== Data extracted from a collection ==
========================================
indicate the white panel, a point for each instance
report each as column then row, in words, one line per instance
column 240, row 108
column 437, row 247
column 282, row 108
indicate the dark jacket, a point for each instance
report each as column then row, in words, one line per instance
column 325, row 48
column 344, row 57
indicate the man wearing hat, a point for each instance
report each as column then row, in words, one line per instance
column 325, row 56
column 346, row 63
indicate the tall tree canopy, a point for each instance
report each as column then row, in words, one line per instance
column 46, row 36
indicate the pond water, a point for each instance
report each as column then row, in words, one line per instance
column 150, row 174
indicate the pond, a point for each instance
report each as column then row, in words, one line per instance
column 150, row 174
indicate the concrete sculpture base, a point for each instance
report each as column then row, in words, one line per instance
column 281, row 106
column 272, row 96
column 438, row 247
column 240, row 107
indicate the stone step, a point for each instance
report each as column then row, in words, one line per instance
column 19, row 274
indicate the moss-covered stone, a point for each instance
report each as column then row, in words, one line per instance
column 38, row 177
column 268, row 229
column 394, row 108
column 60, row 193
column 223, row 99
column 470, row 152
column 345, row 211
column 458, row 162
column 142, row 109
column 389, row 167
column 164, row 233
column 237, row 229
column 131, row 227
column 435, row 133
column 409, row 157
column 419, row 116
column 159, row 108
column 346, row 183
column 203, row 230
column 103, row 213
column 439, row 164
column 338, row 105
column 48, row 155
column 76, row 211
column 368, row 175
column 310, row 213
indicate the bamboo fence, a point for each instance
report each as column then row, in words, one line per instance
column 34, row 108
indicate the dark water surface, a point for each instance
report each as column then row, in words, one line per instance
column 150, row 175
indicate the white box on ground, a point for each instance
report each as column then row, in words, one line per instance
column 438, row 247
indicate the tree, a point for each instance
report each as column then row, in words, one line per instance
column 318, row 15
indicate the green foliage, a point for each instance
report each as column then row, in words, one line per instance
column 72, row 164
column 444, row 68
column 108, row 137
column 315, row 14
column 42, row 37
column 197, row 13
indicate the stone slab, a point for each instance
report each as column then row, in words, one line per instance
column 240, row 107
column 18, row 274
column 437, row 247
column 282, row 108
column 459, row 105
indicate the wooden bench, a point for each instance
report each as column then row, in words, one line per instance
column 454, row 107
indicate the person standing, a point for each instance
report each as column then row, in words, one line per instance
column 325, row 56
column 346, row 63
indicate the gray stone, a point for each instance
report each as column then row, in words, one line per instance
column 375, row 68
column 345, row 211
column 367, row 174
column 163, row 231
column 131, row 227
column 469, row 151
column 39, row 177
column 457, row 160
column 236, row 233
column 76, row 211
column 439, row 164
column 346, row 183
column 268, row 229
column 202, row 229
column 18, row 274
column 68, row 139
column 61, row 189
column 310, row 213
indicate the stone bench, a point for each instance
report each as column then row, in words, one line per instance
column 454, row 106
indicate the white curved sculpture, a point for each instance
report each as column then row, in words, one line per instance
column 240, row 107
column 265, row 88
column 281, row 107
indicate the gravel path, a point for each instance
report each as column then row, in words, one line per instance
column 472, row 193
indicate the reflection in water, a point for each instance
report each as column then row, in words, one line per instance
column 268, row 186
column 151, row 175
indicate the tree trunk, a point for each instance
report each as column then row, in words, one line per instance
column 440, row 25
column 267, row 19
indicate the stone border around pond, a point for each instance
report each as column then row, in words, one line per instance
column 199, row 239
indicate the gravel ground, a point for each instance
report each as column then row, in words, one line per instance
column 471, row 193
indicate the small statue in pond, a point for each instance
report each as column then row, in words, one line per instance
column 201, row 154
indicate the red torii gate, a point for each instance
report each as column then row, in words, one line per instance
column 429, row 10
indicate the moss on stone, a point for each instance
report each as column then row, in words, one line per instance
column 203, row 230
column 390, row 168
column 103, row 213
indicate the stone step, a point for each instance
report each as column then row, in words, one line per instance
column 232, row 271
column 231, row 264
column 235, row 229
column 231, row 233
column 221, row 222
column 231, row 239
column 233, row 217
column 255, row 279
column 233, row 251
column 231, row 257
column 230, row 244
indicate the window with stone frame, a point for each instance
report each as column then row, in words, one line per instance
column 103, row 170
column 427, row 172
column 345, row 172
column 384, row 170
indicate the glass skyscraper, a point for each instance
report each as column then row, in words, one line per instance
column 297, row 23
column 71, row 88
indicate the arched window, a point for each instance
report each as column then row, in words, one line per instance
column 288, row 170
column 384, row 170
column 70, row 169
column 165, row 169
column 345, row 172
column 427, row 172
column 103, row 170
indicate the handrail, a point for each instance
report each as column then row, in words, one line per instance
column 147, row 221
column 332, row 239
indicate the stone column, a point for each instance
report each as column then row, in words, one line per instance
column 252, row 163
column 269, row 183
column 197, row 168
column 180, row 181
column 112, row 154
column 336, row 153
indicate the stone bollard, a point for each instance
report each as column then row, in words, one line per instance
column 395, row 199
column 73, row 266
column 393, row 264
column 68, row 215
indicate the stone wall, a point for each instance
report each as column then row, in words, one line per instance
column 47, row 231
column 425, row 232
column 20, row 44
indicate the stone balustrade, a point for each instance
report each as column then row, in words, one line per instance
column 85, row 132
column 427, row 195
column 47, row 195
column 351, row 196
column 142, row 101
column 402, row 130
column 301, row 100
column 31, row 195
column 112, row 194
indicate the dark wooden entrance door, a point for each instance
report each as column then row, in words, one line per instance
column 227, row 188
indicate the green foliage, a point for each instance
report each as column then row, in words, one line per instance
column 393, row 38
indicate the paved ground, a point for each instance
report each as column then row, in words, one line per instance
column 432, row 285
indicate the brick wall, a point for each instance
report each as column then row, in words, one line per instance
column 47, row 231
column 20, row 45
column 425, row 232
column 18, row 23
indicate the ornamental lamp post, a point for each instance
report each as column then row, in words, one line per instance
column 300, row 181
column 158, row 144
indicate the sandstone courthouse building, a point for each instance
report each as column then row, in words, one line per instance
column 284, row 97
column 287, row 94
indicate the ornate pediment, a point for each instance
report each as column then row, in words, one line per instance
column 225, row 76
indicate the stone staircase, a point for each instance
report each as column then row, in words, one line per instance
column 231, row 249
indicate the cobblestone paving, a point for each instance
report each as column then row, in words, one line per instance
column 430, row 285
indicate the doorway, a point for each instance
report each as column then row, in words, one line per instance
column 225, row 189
========================================
Your job is to copy out every line from the records above that has the word "bench".

indicate the wooden bench, a point for each instance
indicate the stone bench, a point for each instance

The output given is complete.